→ Reading text:
========

Chapter 1: | Introduction |
When these biologists watched what animals were doing, their bias against women became a bias against females: They spent more time watching and describing male behavior, and attributed more significance to it than to female behavior. Writers used such biased information to refer back to women; because female animals were reported to be passive in mating and unaggressive in general, it was concluded that women should be this way too.
Linda Marie Fedigan (1982) and Shirley Strum (1987) have also documented this problem.
Female animals were made to seem inferior to males in three ways (Dagg, 1983):
1. Animals and their relationships were described by words and concepts that were biased and represented stereotyping against females rather than fact. For example, if a few females hung out with one male, they would often be referred to as his harem despite a lack of any reproductive activity.
2. Aggression in female animals was downplayed in accordance with the presumed nonaggression of women. This perception continued long after female rather than male lions were found to be the hunters and killers of their pride, just as female hyenas are of hyena groups.
3. Females’ active role in sex was denied. This was more difficult to do after Jane Goodall (1986) described the libidinous chimpanzee Flo, who in her older years and while feeling sexy had 14 males trailing after her for sex on one occasion, and who years later copulated 50 times in one day.
Now, in 2011, such sexual bias is almost gone, thank goodness. Women are at least as numerous in behavioral animal research as are men, and both men and women describe what really goes on in the wild. Women often chose different topics to study (such as those concerning females and cooperation rather than competition), but their articles are published in the most prestigious journals (Adams & Burnett, 1991).

========

→ Source data:
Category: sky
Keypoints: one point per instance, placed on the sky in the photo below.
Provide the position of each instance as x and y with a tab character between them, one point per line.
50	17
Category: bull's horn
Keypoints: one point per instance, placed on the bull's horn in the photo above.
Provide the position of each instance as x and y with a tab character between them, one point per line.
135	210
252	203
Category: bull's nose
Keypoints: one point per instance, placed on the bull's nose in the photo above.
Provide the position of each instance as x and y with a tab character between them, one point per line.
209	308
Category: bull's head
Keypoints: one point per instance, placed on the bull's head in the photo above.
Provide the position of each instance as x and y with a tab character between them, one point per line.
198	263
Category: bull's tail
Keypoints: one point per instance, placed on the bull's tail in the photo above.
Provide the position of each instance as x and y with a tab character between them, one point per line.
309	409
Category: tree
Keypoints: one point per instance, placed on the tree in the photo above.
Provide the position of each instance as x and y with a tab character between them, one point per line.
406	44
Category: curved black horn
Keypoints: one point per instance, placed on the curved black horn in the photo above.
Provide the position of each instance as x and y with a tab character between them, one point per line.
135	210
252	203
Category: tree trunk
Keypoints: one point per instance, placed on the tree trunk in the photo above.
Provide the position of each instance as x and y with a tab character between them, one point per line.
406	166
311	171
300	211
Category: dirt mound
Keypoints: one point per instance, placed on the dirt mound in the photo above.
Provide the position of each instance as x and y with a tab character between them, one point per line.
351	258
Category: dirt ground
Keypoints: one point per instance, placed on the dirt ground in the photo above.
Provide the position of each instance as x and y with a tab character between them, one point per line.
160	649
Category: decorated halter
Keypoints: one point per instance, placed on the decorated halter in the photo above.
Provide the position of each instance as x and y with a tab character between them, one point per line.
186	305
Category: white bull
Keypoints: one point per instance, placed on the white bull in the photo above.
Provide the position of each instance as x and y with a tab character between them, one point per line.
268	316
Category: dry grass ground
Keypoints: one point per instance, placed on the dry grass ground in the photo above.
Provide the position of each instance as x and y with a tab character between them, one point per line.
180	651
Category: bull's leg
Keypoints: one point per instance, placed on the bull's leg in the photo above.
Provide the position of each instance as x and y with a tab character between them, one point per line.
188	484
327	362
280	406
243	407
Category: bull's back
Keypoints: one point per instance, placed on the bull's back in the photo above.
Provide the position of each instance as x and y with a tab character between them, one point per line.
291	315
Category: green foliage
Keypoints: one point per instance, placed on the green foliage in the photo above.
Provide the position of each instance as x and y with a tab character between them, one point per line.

========

→ What is expected: Decide whether each statement agrees with the introduction on bias in animal behavior research, and support each yes or no by quoting the deciding words of the introduction. 1. Female lions, not males, turned out to be the hunters of their pride. 2. Men still greatly outnumber women in behavioral animal research. 3. Flo once copulated 50 times in one day. These lines come from a source separate from the introduction.

→ Reply to the exercise:
1. Yes: "female rather than male lions were found to be the hunters and killers of their pride"
2. No: "Women are at least as numerous in behavioral animal research as are men"
3. Yes: "who years later copulated 50 times in one day"